--- PROVIDED PASSAGE ---
* * * *

Multi-Agent Debate Systems
Experimental systems where multiple LLM agents argue positions and respond to each other, using peer-to-peer debate to arrive at a consensus.
Supervisor Agent
A single supervisor agent is responsible for routing tasks to specialized subagents. The supervisor thinks about who to call next; subagents focus solely on doing their job.
flowchart TD
U([User]) --> S
S[Supervisor Agent] -->|delegates| A1[Researcher Agent]
S -->|delegates| A2[Writer Agent]
S -->|delegates| A3[Math Agent]
A1 --> T1[Search Tool]
A2 --> T2[Draft Tool]
A3 --> T3[Calculator Tool]
A1 & A2 & A3 -->|results| S
S --> R([Response])
- Subagents can also be treated as tools within a larger system.
- Centralized control leads to more predictable and reliable behavior.
Real-world examples
LangGraph Multi-Agent
The recommended multi-agent pattern: a top-level orchestrator routes between a researcher, writer, and critic agent to produce long-form content.
Enterprise Report Pipeline
A supervisor delegates to a data-fetching agent, a formatting agent, and an email-sending agent to generate and distribute reports automatically.
Devin
A planner agent coordinates subagents handling file editing, terminal commands, and browser testing to resolve software engineering tasks end-to-end.
Hierarchical Approach
The supervisor model extended recursively: a supervisor spawns subagents, which can themselves act as supervisors with their own subagents. This allows agents to organize into specialized clusters, handling complex nested workflows.
flowchart TD
U([User]) --> S
S[Top-Level Supervisor] --> S1[Research Supervisor]
S[Top-Level Supervisor] --> S2[Engineering Supervisor]
S1 --> A1[Web Search Agent]
S1 --> A2[Document Agent]
S2 --> A3[Code Agent]
S2 --> A4[Test Agent]
S2 --> A5[Deploy Agent]
A1 & A2 -->|results| S1
A3 & A4 & A5 -->|results| S2
S1 & S2 -->|results| S
S --> R([Response])
Real-world examples
AutoGPT / OpenDevin
A top-level goal gets broken into subgoals, each managed by its own sub-supervisor with specialized workers. Classic recursive delegation.
Software Release Pipeline
An AI system managing an entire software release: a top-level agent coordinates a testing supervisor (unit, integration, e2e) alongside a deployment supervisor (staging and production).

* * * *

--- ACTIVITIES ---
A) Answer these questions about the passage on multi-agent architectures:
(i) In the supervisor diagram, which tool is the Math Agent connected to?
(ii) Which three agents does the supervisor delegate to in the Enterprise Report Pipeline?
(iii) Which two environments does the deployment supervisor handle in the Software Release Pipeline?
B) Carry on the passage on multi-agent architectures after its last example, keeping the same format of headings, diagrams, and short descriptions.

* * * *

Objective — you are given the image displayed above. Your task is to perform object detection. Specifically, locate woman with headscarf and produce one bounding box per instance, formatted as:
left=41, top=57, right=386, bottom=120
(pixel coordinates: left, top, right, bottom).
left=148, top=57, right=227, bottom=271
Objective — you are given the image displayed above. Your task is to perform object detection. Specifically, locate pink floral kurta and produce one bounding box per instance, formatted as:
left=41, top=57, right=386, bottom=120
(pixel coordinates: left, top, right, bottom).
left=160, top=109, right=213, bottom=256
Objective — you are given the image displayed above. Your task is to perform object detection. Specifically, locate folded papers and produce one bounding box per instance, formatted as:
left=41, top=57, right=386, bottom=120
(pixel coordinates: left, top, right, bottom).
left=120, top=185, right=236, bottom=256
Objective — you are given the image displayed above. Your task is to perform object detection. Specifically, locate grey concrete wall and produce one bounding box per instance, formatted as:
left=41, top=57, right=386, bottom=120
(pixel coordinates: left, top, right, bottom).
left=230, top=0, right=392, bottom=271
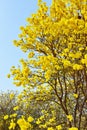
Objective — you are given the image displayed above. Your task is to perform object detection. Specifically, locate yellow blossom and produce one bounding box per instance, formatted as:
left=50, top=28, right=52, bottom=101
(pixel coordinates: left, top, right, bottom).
left=4, top=115, right=9, bottom=120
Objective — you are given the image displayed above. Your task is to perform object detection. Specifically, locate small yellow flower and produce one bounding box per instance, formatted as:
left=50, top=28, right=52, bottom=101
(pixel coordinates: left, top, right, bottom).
left=47, top=127, right=54, bottom=130
left=10, top=93, right=14, bottom=99
left=4, top=115, right=8, bottom=120
left=7, top=74, right=10, bottom=78
left=69, top=127, right=78, bottom=130
left=28, top=116, right=34, bottom=122
left=56, top=125, right=62, bottom=130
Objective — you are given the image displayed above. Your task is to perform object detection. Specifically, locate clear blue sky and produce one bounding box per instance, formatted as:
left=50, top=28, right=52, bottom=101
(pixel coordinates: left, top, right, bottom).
left=0, top=0, right=51, bottom=91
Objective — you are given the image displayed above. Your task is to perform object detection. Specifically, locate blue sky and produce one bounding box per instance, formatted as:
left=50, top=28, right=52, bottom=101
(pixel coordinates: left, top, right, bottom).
left=0, top=0, right=51, bottom=91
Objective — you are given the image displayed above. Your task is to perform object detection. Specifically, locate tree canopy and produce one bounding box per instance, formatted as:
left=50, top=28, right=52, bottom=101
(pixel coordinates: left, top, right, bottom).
left=8, top=0, right=87, bottom=130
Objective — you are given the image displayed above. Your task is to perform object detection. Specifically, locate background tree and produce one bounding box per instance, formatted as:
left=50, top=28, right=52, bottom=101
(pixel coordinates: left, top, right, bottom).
left=7, top=0, right=87, bottom=130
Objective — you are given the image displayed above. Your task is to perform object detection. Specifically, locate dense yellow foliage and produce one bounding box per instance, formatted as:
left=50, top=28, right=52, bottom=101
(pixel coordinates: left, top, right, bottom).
left=8, top=0, right=87, bottom=130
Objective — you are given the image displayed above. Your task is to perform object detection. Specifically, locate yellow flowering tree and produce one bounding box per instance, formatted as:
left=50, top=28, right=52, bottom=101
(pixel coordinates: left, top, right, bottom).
left=8, top=0, right=87, bottom=130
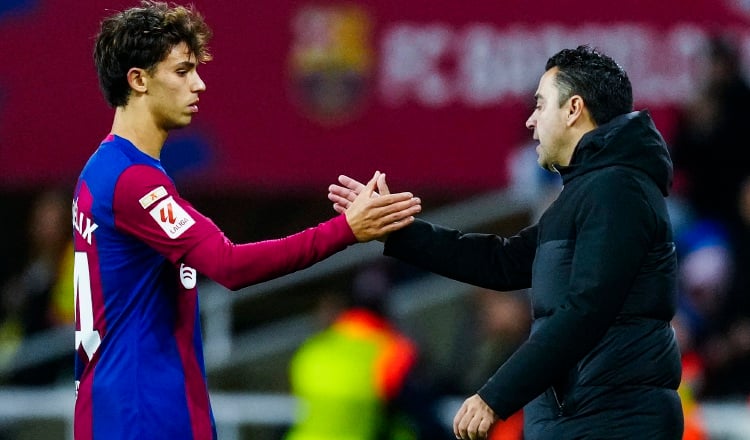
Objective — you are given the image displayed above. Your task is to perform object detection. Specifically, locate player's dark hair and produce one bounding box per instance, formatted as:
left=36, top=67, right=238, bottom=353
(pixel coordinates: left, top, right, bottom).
left=94, top=0, right=212, bottom=107
left=545, top=45, right=633, bottom=125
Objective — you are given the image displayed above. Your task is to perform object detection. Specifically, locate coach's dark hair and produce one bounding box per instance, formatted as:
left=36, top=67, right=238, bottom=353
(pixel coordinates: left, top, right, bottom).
left=545, top=45, right=633, bottom=125
left=94, top=0, right=211, bottom=107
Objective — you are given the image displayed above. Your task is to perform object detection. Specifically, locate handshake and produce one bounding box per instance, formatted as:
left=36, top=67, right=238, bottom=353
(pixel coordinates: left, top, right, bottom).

* * * *

--- WRITTEN RESPONSES ---
A)
(i) The Calculator Tool.
(ii) A data-fetching agent, a formatting agent, and an email-sending agent.
(iii) Staging and production.

B)
Multi-Department Assistant
A company-wide orchestrator delegates to department supervisors (HR, Finance, Engineering), each running their own subagents for domain-specific tasks.
Fully Custom Architecture (most common)
In practice, the most effective architecture is one tailored to the specific domain. Custom architectures are the most common choice precisely because no single pattern fits every use case.
flowchart TD
U([User]) --> G[Gateway / Router]
G -->|simple query| A1[Single Agent]
G -->|complex task| S[Supervisor]
G -->|data question| DB[(Database Tool)]
S --> A2[Researcher]
S --> A3[Writer]
A2 --> WS[Web Search]
A2 --> RAG[RAG Pipeline]
A1 & S & DB -->|results| AGG[Aggregator]
AGG --> R([Response])
Real-world examples
Cursor / AI IDEs
A custom blend of single-agent tool use, retrieval, and multi-step planning tuned specifically for the code editing context. No standard pattern covers all of it.
Perplexity AI
Combines web search, retrieval, and generation in a pipeline purpose-built for its search-and-synthesize workflow. It does not fit neatly into any standard architecture.
Production AI at Scale
Most production AI at companies like Stripe, Notion, or LinkedIn uses bespoke orchestration logic designed around their specific data sources, APIs, and user workflows.
Additional Nuances
When one agent calls another, there are two dimensions of choice in how they communicate. These choices affect transparency, debuggability, and cost.
| Dimension | Option A | Option B |
|---|---|---|
| What gets passed | Full graph state | Just tool parameters |
| What gets returned | Tool calls, reasoning, and final response | Final response only |
Passing full graph state gives subagents complete context and makes the system easier to debug, but increases token usage on every call. Passing just tool parameters keeps communication lean and focused, at the cost of less context for the receiving agent.